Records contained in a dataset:
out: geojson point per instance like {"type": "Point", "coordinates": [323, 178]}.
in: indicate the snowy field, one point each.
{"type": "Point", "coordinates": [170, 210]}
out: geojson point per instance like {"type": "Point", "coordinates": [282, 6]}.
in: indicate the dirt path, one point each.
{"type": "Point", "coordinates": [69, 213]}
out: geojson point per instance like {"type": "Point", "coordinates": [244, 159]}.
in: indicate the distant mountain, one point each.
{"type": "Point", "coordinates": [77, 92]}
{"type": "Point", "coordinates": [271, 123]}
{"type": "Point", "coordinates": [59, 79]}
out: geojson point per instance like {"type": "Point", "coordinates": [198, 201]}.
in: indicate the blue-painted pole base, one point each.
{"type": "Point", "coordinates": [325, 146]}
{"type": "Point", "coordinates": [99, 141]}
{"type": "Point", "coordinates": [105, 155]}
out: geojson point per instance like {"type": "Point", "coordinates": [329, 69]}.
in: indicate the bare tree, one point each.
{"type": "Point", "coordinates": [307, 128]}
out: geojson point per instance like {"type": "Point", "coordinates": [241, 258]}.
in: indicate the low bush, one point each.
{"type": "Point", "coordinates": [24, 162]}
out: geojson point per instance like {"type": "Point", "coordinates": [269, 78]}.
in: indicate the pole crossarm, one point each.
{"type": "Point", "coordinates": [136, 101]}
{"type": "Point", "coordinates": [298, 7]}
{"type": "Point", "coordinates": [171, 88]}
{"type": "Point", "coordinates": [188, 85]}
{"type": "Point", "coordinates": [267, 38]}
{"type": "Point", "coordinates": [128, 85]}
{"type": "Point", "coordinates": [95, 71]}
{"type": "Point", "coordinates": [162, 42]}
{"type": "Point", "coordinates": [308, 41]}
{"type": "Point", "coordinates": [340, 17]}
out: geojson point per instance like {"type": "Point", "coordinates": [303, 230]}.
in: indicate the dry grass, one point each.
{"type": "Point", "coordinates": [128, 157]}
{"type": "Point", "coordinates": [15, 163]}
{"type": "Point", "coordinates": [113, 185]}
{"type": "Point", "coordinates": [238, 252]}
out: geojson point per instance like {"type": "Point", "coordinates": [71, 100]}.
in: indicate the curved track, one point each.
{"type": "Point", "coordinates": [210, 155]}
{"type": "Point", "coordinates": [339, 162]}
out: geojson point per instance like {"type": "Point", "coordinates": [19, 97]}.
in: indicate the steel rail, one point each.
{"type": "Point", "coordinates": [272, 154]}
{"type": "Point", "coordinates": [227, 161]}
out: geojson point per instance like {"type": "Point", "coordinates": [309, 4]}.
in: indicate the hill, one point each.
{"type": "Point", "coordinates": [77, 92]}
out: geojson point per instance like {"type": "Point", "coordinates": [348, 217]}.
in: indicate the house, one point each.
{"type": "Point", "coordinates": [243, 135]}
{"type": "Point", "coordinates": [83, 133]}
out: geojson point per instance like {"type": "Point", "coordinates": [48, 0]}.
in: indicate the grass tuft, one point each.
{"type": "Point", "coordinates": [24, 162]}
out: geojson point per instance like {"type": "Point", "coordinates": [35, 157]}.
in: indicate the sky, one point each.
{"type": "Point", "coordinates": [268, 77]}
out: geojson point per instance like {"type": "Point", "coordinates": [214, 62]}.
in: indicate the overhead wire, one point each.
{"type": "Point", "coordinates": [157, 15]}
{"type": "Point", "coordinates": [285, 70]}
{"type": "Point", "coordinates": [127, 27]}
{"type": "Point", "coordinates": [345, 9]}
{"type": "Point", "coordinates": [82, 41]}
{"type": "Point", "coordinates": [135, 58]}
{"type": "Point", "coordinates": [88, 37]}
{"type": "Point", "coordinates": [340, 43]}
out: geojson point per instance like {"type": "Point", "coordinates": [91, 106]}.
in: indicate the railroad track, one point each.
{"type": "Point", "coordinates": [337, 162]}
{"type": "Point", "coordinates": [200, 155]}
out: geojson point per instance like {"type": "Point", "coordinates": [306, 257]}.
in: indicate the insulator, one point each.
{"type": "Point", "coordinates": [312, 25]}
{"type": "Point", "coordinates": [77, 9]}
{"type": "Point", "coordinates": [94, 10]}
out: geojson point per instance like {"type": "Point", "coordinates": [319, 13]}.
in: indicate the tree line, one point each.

#### [Your goal]
Copy out the full set of records precisely, leaving nothing out.

#### [Solution for this exercise]
out: geojson point per instance like {"type": "Point", "coordinates": [323, 178]}.
in: indicate the snowy field, one point each.
{"type": "Point", "coordinates": [170, 210]}
out: geojson point per instance like {"type": "Point", "coordinates": [282, 6]}.
in: indicate the dirt path, one point each.
{"type": "Point", "coordinates": [69, 213]}
out: geojson point per instance like {"type": "Point", "coordinates": [244, 159]}.
in: indicate the distant mountain, one point each.
{"type": "Point", "coordinates": [77, 92]}
{"type": "Point", "coordinates": [271, 123]}
{"type": "Point", "coordinates": [59, 79]}
out: geojson point per instance like {"type": "Point", "coordinates": [198, 201]}.
in: indicate the blue-painted pole base, one point each.
{"type": "Point", "coordinates": [325, 146]}
{"type": "Point", "coordinates": [99, 141]}
{"type": "Point", "coordinates": [105, 155]}
out: geojson point per instance like {"type": "Point", "coordinates": [329, 69]}.
in: indicate the bare tree, one point each.
{"type": "Point", "coordinates": [307, 128]}
out: geojson point per instance like {"type": "Point", "coordinates": [241, 258]}.
in: indicate the low bush, one point each.
{"type": "Point", "coordinates": [24, 162]}
out: geojson point per instance like {"type": "Point", "coordinates": [269, 78]}.
in: indicate the pole crossarm, one point each.
{"type": "Point", "coordinates": [136, 101]}
{"type": "Point", "coordinates": [298, 7]}
{"type": "Point", "coordinates": [171, 88]}
{"type": "Point", "coordinates": [188, 85]}
{"type": "Point", "coordinates": [267, 38]}
{"type": "Point", "coordinates": [128, 85]}
{"type": "Point", "coordinates": [95, 71]}
{"type": "Point", "coordinates": [162, 42]}
{"type": "Point", "coordinates": [308, 41]}
{"type": "Point", "coordinates": [340, 17]}
out: geojson point per instance like {"type": "Point", "coordinates": [303, 230]}.
in: indicate the dry grass, one point each.
{"type": "Point", "coordinates": [128, 157]}
{"type": "Point", "coordinates": [15, 163]}
{"type": "Point", "coordinates": [113, 185]}
{"type": "Point", "coordinates": [238, 252]}
out: geojson point per instance like {"type": "Point", "coordinates": [71, 100]}.
in: indicate the curved track, one point each.
{"type": "Point", "coordinates": [210, 155]}
{"type": "Point", "coordinates": [339, 162]}
out: geojson point per instance like {"type": "Point", "coordinates": [19, 97]}.
in: indicate the steel rail, one point each.
{"type": "Point", "coordinates": [272, 154]}
{"type": "Point", "coordinates": [227, 161]}
out: geojson point per instance like {"type": "Point", "coordinates": [309, 4]}.
in: indicate the hill, one point each.
{"type": "Point", "coordinates": [77, 92]}
out: geojson point per instance like {"type": "Point", "coordinates": [348, 217]}.
in: indicate the house, one point each.
{"type": "Point", "coordinates": [243, 135]}
{"type": "Point", "coordinates": [83, 133]}
out: geojson point per instance like {"type": "Point", "coordinates": [48, 0]}.
in: indicate the grass tuft, one point each.
{"type": "Point", "coordinates": [24, 162]}
out: geojson point per instance like {"type": "Point", "coordinates": [35, 157]}.
in: indicate the sky, one point each.
{"type": "Point", "coordinates": [268, 77]}
out: geojson point per instance like {"type": "Point", "coordinates": [214, 62]}.
in: indicate the overhead wire, one point each.
{"type": "Point", "coordinates": [157, 15]}
{"type": "Point", "coordinates": [285, 70]}
{"type": "Point", "coordinates": [127, 27]}
{"type": "Point", "coordinates": [345, 9]}
{"type": "Point", "coordinates": [82, 41]}
{"type": "Point", "coordinates": [135, 58]}
{"type": "Point", "coordinates": [88, 37]}
{"type": "Point", "coordinates": [340, 43]}
out: geojson point per instance like {"type": "Point", "coordinates": [91, 106]}.
in: indicate the railroad track, one point each.
{"type": "Point", "coordinates": [337, 162]}
{"type": "Point", "coordinates": [200, 155]}
out: geojson point per instance like {"type": "Point", "coordinates": [306, 257]}.
in: indicate the insulator, one point each.
{"type": "Point", "coordinates": [312, 25]}
{"type": "Point", "coordinates": [77, 9]}
{"type": "Point", "coordinates": [94, 10]}
out: geojson point per instance like {"type": "Point", "coordinates": [319, 13]}.
in: indicate the tree line, one point each.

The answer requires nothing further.